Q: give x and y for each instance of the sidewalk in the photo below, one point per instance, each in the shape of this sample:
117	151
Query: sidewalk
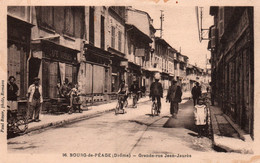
227	135
49	120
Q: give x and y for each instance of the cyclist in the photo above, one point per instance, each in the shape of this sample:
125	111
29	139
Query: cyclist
123	90
135	90
156	90
74	98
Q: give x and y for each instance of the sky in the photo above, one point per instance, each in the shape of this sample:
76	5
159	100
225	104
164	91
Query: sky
180	29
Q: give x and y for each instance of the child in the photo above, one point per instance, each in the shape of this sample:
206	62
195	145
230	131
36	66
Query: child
200	114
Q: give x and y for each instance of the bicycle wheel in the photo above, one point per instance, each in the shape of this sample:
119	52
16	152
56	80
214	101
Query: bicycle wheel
21	125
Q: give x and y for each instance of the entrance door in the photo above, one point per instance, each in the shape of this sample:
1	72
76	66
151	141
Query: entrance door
16	66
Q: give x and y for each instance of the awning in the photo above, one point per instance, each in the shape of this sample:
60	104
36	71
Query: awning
135	31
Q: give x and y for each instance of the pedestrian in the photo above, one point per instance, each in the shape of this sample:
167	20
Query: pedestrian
200	116
134	89
12	94
211	91
74	98
123	90
196	93
174	97
156	90
35	100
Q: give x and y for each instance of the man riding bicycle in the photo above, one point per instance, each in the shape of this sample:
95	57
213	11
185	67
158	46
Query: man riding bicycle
123	90
156	90
135	90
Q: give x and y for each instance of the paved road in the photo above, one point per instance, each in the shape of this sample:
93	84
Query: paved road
132	133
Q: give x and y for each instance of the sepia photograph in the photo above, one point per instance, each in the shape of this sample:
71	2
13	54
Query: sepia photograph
136	83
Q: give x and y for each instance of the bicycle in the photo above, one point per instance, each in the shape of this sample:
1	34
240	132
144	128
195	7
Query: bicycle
121	103
155	110
16	122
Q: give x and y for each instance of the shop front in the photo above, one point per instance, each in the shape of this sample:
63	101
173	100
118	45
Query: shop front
94	75
52	63
165	80
134	74
118	73
18	52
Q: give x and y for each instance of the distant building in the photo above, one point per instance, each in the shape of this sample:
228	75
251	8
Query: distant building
232	61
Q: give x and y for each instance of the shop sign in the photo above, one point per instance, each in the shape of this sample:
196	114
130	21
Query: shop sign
140	52
124	63
60	55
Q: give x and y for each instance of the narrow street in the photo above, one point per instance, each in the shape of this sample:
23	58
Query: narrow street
134	132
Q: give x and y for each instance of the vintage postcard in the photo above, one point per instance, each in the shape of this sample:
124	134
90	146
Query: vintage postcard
139	81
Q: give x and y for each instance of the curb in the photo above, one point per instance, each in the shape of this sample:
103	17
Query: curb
230	144
71	120
67	121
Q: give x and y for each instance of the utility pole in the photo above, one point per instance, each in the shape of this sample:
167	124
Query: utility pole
161	27
162	19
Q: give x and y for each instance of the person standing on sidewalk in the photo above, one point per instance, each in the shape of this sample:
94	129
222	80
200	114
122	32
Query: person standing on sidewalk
156	90
211	91
200	115
196	93
174	97
12	94
35	100
134	89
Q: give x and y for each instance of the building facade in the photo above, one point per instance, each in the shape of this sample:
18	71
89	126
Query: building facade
232	60
51	47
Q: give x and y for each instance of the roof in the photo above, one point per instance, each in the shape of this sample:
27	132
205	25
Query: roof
134	28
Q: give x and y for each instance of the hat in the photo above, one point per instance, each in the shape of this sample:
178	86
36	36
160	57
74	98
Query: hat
36	79
157	76
174	81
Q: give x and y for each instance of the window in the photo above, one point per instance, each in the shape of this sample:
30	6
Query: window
102	32
113	37
69	21
91	25
221	21
175	65
119	40
45	16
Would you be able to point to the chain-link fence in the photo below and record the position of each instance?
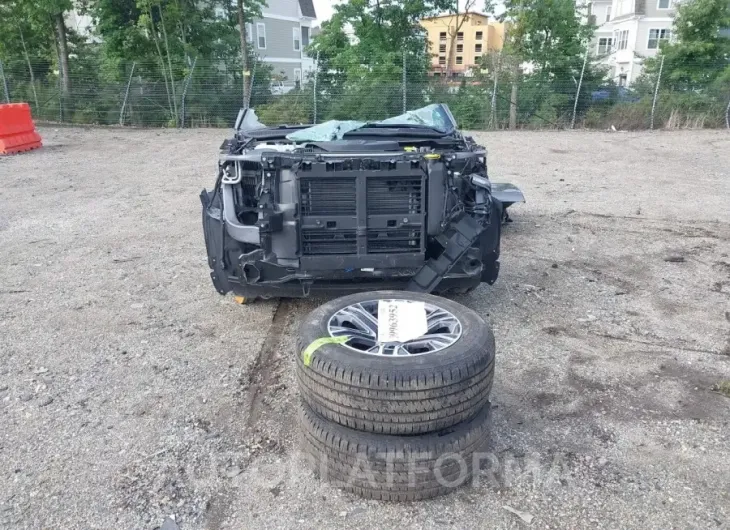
(494, 96)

+-------+

TO DO = Rewrite the rows from the line containing "Would you be" through the end of the rows as a numbered list, with blank lines omitted. Leave the pictures out of the answer.

EXPECTED ANSWER =
1. Would you be able to point to the chain-link fence in the photo below and record the position of each instance?
2. (494, 96)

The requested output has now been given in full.